> _Entries shown_:

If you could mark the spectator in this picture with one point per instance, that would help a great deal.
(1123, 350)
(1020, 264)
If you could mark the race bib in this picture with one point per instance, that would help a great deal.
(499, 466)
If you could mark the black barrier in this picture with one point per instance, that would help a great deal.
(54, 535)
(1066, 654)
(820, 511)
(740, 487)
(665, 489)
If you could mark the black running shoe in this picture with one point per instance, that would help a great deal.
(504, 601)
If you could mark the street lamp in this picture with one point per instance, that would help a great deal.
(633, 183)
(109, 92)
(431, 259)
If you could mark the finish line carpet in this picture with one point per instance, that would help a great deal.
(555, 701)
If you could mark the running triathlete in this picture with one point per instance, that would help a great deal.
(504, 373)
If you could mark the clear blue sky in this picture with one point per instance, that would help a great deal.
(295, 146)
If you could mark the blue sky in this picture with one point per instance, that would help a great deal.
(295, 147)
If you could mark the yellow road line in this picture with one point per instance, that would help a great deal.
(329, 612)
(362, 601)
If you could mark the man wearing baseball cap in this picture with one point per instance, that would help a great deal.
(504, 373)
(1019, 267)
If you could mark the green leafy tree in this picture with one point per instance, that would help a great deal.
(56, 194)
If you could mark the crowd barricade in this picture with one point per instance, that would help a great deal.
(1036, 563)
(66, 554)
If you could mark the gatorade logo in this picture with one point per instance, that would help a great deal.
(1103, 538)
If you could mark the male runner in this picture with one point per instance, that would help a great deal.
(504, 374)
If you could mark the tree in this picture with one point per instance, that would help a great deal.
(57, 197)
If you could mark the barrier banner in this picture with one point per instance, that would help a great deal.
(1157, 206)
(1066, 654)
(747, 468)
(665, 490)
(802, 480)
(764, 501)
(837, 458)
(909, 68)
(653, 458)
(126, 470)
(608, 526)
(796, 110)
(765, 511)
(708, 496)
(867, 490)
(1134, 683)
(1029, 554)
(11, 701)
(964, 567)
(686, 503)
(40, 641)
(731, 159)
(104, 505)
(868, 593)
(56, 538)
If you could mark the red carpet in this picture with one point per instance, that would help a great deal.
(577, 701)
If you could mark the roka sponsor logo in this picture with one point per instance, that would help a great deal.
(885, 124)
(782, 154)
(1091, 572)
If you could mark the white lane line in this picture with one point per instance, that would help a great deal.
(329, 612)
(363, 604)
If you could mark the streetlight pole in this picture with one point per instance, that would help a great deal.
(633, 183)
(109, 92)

> _Exercise aim_: Copy all of the rows above word for word, keeping every line unchanged and in its original order.

> _Exercise output_:
If you could mark the spectator in this picture with one point per instance, that would help a great deal.
(1123, 350)
(1020, 264)
If you could mark the race bib in this picture with one point per instance, that would help a great deal.
(499, 466)
If you could mark the black barrier in this picture with one point per instance, that would help a great deal.
(54, 535)
(1066, 654)
(820, 511)
(740, 487)
(665, 489)
If you could mark the black running shoe in this picture with one point per instance, that would help a great deal.
(504, 601)
If you could mark the street lamp in this picture with one point per instance, that would help a great deal.
(633, 183)
(109, 92)
(431, 259)
If you could mark the finish line carpet in this picture with one point per instance, that would help a great deal.
(555, 701)
If you could mark the running triathlete in this picture with one point per instance, that would help a great deal.
(504, 373)
If you could mark the clear blue sky in this picture with one point per instance, that would help a great deal.
(295, 146)
If you could mark the blue sky in this picture with one point per instance, that would help a great deal.
(295, 147)
If you could mark the yellow road line in this picture with one point per instance, that would help a great deal.
(329, 612)
(362, 601)
If you could mark the man wearing baseball cap in this picture with one point per instance, that would help a great deal.
(504, 373)
(1019, 267)
If you could mark the green leafy tree in this picture with one point per instance, that would help a great deal.
(56, 194)
If you could mark the crowd barricade in this picture with one point per instance, that would help a great deal.
(1036, 563)
(66, 554)
If you could mark the gatorade logo in this picture with one point per instance, that would help a great deal.
(1103, 538)
If you could mark the male runner in this picture with one point per instance, that would help a great deal.
(504, 374)
If you could mark the tree in this picture with one point per instance, that would help a great deal.
(57, 197)
If you could mark the barrier banner in this picture with one point per instance, that would help a great deal.
(1157, 206)
(1066, 654)
(747, 468)
(665, 490)
(802, 480)
(764, 501)
(837, 458)
(909, 68)
(653, 458)
(126, 470)
(608, 526)
(796, 110)
(765, 511)
(708, 496)
(867, 490)
(1134, 683)
(1029, 554)
(11, 701)
(964, 567)
(686, 503)
(40, 641)
(731, 159)
(104, 505)
(868, 593)
(56, 538)
If you could mark the red carpet in this picture with one point per instance, that would help a great deal.
(577, 701)
If you could mark the roka sponsor logo in this picture with one point per instance, that would help a great deal.
(885, 124)
(782, 154)
(1091, 572)
If you could mark the white lane line in this picture with one point per instance, that would help a great deal.
(329, 612)
(363, 604)
If you could mark the streetlight pole in this picture with one point per instance, that would help a great deal.
(633, 183)
(109, 92)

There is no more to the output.